:: Required work ::
(1) In the Megahard Corp post, how is the name "Megahard Corp." pronounced?
(2) In the Megahard Corp post, take the part that opens with the words containing "If a supercomputer" and closes with "as a service.". Can you write it out again, swapping "spare cycles" for "unused processing time"?
* begin Passage provided *
Friday, August 29, 2008

Megahard Corp: Open Source EDA as-a-Service

Prescience is a quality of those who act on it:

Building very-large-scale parallel computing structures requires simulation and design-cost analysis whose associated optimizations are MegaHard problems (yes, I'm re-branding NP-Hard). A Software-as-a-Service (SaaS) provider of vendor-neutral simulation, synthesis, mapping, and place-and-route tools could change the electronic design automation industry substantially.

If a supercomputer architecture could perform the MegaHard compiler tasks associated with compiling parallel systems in less time than the current tools (within seconds instead of minutes/hours) many designers would gladly pay for access. If the supercomputer uses distributed algorithms, then many people may offer spare cycles to do parts of your MegaHard jobs. Most developers using such a tool would gladly lend their idle cycles to perform graph permutations and compute cost functions.

So let's motivate and create a business model for the tentatively-named, Megahard Corp.

Megahard Corp. (pronounced "Mega Hardcore") has the opposite business model of Microsoft Corp. Instead of selling closed source software and tools as licensed applications, Megahard provides open-source hardware IP and development tools as a service.

The writing is on the wall: we are transitioning from personal-computing, single-core desktop world to a shared-computing, multicore/FPGA embedded world. Yet the complexity of parallel system designs and the computational strain on tools to compile them is growing faster than the performance of a practical desktop computer. The decision for EDA firms to adopt the Application Service Provider (ASP) model probably made sense at some point in the last millennium: design assumptions are much different when you are connected to a massive parallel computer. Because current tools take much, much longer to compile than the file transfer time, there is potential to improve the compiler market by providing electronic design automation tools online.

So here's the business plan: build a supercomputer and code it to run a bunch of FPGA/multicore compilers and simulators really well. Since it's a supercomputer it should make the problem I/O bound. We can tell people we've got this supercomputer that will take in source and spit out configurations in about as long as it takes for you to upload the diff source and download the diff configuration. Since we have a really big supercomputer with lots of hardware all over the place, you can also target your application to some of our bored metal and provide your own service under our framework. (Sassafras is a good name for a SaaS Framework and can have the leaf-shaped logo)

Since we're thoroughly indoctrinated, we'll build our system as Free software and use all the existing open source compiler architecture too. Being open source means our tool won't be made obsolete by an eventual open source standard (read that again so you get it). Open source frameworks allow capable users to contribute to the product development: and wouldn't you know it, the entire EDA market happens to have degrees in computer science, electrical engineering, mathematics and physics.

There's also that recurring comp.arch.fpga thread complaining about the current tools, the lack of open source tools, and the lack of documentation of the configuration format and interface -- someone must appeal to these people because they have a real point: technology is inhibited by monopolized knowledge. It's harder for features to improve when they are part of closed-source packages because you are automatically limiting the number of developers that can improve it (this situation worsens as you lay off more developers).

Another benefit of using a SaaS tool: your users don't have to waste time upgrading. The only way to convince anyone to wait through a software upgrade process is by announcing new features that claim to make the product better: that's why users wait till the second iteration of a major release. SaaS providers can roll-out and test the waters with new features with much higher iteration rate.
* end Passage provided *
* begin Recorded information *
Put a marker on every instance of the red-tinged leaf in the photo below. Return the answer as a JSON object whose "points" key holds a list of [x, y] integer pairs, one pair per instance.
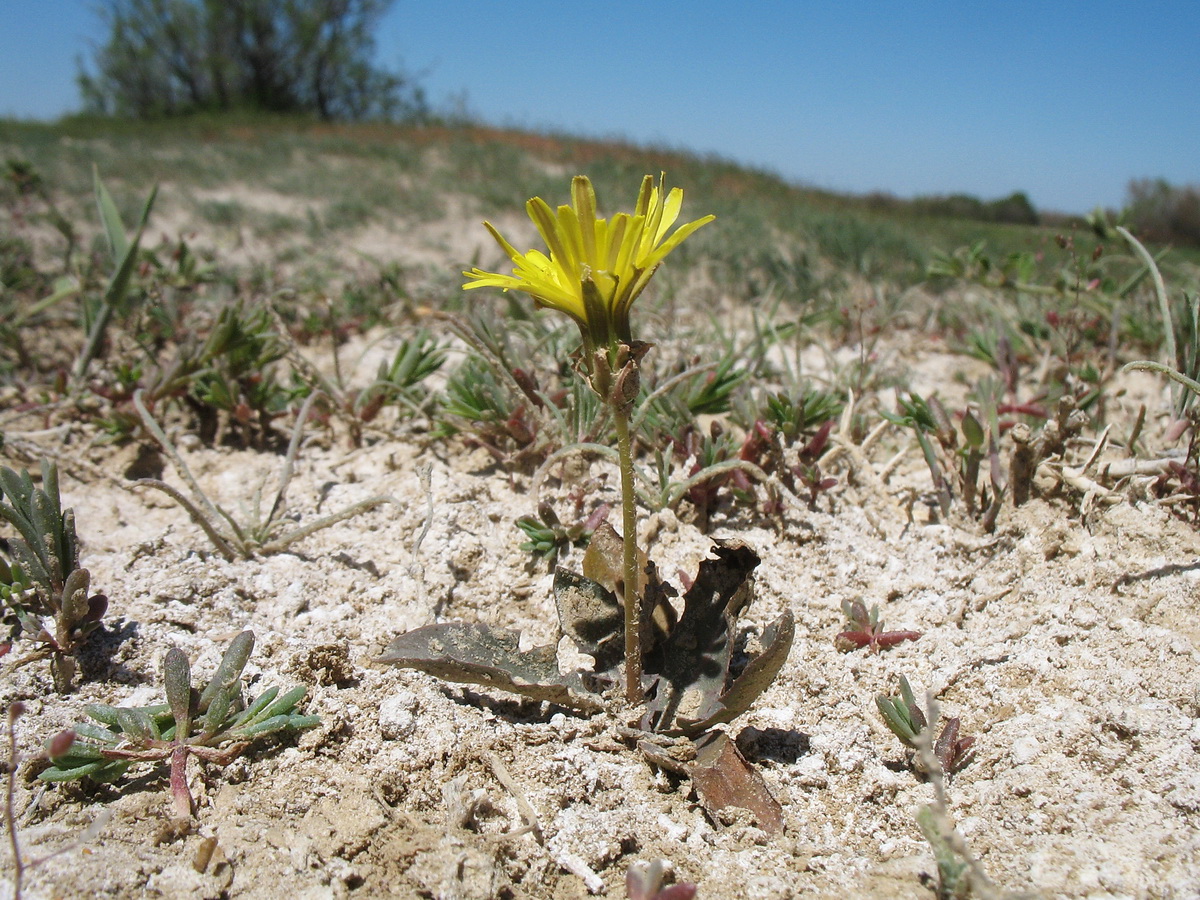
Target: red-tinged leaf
{"points": [[891, 639]]}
* end Recorded information *
:: Solutions ::
(1) "Mega Hardcore"

(2)
If a supercomputer architecture could perform the MegaHard compiler tasks associated with compiling parallel systems in less time than the current tools (within seconds instead of minutes/hours) many designers would gladly pay for access. If the supercomputer uses distributed algorithms, then many people may offer unused processing time to do parts of your MegaHard jobs. Most developers using such a tool would gladly lend their idle cycles to perform graph permutations and compute cost functions.

So let's motivate and create a business model for the tentatively-named, Megahard Corp.

Megahard Corp. (pronounced "Mega Hardcore") has the opposite business model of Microsoft Corp. Instead of selling closed source software and tools as licensed applications, Megahard provides open-source hardware IP and development tools as a service.